▶ **GOAL**: Locate the line with "TARGET: curved stem" in the material. Copy that line and each one after it, through the last, exactly and with nothing else.

▶ **LISTING**:
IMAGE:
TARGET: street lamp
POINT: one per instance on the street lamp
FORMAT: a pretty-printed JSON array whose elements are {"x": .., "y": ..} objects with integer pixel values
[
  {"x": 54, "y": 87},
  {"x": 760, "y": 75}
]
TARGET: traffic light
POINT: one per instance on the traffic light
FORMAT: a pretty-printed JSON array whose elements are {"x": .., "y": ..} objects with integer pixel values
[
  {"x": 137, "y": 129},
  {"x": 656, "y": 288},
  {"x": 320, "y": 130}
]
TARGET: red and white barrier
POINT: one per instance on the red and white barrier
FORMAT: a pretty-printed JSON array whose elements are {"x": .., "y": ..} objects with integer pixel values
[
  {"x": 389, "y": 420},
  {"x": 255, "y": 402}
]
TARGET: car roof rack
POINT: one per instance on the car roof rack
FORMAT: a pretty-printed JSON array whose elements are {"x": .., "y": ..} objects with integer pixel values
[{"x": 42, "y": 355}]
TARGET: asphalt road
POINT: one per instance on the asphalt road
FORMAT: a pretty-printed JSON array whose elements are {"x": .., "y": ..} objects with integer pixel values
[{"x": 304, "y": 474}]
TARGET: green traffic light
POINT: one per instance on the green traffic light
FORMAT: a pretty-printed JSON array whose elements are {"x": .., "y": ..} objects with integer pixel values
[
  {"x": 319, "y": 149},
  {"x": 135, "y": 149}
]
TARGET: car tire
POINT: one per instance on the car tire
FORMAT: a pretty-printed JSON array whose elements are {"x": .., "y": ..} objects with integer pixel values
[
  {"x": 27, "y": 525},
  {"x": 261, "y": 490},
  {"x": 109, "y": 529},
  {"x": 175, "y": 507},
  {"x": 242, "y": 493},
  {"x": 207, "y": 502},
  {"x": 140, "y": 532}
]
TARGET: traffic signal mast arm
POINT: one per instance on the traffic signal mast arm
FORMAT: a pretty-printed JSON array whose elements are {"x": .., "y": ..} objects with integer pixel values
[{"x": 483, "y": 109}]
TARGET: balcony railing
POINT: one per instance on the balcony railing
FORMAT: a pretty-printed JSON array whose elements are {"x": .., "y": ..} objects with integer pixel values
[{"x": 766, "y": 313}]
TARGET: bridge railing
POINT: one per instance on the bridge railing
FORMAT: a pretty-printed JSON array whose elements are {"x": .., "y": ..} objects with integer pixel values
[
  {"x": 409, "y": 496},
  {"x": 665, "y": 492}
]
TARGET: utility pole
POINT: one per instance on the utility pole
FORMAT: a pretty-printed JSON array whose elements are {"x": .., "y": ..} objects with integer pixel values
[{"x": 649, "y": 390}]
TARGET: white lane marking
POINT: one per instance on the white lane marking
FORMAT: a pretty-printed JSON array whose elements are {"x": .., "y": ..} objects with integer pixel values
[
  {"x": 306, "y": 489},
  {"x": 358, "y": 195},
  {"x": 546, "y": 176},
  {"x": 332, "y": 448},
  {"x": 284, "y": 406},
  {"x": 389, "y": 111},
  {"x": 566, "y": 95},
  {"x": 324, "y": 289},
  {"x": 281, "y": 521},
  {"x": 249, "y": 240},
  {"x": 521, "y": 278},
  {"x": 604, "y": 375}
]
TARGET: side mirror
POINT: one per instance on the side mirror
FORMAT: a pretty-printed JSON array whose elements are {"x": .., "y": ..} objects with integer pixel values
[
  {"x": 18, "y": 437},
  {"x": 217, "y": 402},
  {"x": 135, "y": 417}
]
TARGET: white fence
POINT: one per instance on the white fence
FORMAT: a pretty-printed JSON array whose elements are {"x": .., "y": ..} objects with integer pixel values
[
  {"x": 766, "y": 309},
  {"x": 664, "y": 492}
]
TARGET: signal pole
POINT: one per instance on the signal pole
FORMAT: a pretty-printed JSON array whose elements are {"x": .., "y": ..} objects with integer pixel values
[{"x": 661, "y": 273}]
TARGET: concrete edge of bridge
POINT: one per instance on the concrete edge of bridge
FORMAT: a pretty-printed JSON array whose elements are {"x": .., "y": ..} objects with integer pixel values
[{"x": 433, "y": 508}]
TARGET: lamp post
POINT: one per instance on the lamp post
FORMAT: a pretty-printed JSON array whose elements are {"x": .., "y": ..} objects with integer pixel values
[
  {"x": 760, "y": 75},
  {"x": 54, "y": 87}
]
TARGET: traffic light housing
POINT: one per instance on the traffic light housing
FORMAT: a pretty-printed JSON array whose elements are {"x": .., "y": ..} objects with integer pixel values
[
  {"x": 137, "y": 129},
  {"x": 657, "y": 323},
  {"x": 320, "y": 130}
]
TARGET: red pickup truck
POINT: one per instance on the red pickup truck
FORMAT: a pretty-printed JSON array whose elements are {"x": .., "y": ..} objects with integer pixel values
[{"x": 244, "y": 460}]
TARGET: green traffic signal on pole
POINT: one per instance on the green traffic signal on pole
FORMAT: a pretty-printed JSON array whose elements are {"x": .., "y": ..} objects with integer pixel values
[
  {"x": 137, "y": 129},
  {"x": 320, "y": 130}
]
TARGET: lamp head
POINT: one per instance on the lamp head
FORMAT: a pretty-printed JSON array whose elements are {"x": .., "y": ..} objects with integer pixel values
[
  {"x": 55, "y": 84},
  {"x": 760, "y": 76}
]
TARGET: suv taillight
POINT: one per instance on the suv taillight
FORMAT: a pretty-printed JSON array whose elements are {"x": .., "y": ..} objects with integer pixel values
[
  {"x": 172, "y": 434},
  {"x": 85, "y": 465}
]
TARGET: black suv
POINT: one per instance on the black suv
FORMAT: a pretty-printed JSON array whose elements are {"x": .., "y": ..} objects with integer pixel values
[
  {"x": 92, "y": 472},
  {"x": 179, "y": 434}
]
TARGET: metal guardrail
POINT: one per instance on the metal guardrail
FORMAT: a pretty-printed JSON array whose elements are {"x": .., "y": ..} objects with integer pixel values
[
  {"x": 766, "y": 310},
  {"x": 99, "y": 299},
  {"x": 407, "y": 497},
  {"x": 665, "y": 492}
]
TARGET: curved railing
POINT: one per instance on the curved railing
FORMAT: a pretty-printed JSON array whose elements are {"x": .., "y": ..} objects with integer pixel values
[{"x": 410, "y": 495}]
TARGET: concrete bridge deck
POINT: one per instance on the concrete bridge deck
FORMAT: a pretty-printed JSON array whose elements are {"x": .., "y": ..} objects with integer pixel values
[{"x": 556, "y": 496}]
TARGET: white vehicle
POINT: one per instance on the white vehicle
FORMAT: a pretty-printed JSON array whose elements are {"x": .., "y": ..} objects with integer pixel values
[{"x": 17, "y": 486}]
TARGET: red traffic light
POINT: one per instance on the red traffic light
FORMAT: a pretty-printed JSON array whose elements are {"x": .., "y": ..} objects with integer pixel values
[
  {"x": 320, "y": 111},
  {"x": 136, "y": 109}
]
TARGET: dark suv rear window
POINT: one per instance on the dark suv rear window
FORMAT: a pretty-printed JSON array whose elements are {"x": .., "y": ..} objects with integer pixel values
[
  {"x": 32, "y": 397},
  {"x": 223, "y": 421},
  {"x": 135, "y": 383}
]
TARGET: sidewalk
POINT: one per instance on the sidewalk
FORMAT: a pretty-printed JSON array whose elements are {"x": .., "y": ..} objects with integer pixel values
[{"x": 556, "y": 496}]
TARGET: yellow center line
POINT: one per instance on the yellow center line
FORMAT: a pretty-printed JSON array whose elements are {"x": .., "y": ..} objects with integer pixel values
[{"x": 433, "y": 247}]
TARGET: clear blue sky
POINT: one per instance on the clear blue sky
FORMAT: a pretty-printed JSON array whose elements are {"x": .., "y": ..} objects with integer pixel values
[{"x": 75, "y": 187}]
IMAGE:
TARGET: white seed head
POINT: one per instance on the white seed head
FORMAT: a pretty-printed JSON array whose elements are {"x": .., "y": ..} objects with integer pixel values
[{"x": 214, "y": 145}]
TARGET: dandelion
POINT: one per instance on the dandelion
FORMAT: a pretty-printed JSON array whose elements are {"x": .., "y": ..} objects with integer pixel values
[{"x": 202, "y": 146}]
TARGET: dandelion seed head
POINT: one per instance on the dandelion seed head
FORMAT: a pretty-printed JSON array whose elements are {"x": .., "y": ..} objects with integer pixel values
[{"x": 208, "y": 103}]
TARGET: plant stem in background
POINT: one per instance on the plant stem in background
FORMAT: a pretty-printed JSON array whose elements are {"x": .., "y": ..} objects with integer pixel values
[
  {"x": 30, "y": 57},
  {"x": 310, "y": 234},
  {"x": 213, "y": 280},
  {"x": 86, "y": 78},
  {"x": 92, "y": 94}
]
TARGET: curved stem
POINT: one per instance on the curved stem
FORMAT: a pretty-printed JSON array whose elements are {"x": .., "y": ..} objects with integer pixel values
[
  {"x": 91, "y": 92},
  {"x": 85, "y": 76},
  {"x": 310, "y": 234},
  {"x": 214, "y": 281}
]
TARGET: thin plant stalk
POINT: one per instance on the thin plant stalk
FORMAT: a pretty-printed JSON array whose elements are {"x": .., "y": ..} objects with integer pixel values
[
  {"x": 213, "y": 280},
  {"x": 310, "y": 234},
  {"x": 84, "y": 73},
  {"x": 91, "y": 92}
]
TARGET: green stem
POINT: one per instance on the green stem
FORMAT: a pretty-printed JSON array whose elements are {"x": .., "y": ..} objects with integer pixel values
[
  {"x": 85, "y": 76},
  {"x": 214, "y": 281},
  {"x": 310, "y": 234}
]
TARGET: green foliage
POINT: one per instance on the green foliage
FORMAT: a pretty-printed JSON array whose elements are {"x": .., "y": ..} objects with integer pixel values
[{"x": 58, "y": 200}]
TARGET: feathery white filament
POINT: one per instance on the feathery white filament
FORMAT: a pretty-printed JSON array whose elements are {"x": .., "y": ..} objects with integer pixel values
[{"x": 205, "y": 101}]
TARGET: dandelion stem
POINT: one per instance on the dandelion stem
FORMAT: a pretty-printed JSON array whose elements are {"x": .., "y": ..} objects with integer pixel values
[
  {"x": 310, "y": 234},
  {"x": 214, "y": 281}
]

▶ **EXERCISE ANSWER**:
TARGET: curved stem
POINT: one per instance on the curved stem
FORMAT: a pretty-printed JSON array whose elements are {"x": .., "y": ..} objects with integer pixel values
[
  {"x": 91, "y": 92},
  {"x": 85, "y": 76},
  {"x": 310, "y": 234},
  {"x": 214, "y": 281}
]
TARGET: thin plant stalk
POINT: one per instance on the thin plant stalk
FORMAT: a pretty-printed JSON array whose elements are {"x": .., "y": ..} objects with integer pixel values
[
  {"x": 213, "y": 280},
  {"x": 310, "y": 234},
  {"x": 84, "y": 73},
  {"x": 91, "y": 92}
]
TARGET: green stem
POINT: one per instance on the green stem
FORMAT: a pretty-printed JSON array whose elements are {"x": .., "y": ..} objects with integer pixel values
[
  {"x": 85, "y": 76},
  {"x": 214, "y": 281},
  {"x": 310, "y": 234}
]
TARGET: green foliage
POINT: one per instance on the green foliage
FORMAT: a pretty-printed JSON array whose elements are {"x": .., "y": ..} objects with integer pixel values
[{"x": 58, "y": 200}]
TARGET: feathery white filament
POINT: one per instance on the feathery white filament
FORMAT: a pretty-printed JSON array whose elements are {"x": .., "y": ..} objects with integer pixel values
[{"x": 205, "y": 101}]
TARGET: dandelion stem
POINT: one per instance on the dandelion stem
FORMAT: a pretty-printed JSON array whose elements are {"x": .., "y": ..} objects with integer pixel values
[
  {"x": 310, "y": 234},
  {"x": 214, "y": 281}
]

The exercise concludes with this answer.